WORK TASK:
Work out how many lines of the listing hold "wooden" and return that number by itself.

DATA FOR REVIEW:
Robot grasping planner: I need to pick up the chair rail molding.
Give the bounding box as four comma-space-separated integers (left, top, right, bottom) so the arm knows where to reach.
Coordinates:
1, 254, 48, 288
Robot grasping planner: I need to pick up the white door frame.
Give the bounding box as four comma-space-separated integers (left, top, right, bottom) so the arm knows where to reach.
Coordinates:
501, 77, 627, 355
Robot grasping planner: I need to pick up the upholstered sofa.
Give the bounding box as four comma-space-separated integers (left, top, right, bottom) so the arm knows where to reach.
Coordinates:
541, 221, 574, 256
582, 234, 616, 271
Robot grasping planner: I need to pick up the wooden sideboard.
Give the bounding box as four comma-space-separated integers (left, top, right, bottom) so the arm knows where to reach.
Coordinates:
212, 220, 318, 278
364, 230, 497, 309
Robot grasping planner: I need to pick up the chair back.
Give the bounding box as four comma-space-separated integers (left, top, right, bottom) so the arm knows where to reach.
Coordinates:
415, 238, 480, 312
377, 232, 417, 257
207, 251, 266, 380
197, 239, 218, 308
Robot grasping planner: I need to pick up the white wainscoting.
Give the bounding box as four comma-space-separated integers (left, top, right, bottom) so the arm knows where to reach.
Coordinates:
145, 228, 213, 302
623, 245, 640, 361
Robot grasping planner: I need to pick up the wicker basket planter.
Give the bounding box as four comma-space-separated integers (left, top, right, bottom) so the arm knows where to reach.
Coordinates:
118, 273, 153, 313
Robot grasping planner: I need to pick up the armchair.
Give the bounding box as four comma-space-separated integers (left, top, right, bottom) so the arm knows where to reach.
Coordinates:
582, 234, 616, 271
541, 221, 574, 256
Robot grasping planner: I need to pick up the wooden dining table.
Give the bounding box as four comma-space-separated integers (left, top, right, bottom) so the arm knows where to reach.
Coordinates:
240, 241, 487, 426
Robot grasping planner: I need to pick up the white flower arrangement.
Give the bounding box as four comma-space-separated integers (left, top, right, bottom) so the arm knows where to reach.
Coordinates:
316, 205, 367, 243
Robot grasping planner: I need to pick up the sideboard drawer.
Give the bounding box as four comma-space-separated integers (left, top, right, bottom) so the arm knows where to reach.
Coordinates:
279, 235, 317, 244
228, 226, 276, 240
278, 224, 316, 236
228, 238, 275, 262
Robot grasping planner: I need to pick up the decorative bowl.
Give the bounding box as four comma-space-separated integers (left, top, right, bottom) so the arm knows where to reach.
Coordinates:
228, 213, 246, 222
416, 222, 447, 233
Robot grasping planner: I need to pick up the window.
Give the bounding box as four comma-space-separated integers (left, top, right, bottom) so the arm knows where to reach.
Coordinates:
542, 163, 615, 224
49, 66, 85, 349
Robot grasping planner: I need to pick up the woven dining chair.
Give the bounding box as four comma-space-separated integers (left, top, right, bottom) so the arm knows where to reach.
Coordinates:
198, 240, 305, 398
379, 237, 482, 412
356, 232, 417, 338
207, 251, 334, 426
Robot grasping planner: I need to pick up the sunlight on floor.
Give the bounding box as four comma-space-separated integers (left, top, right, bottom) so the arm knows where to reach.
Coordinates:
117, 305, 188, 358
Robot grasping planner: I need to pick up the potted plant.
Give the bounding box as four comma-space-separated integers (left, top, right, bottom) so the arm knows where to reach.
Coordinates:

ANSWER BOX:
2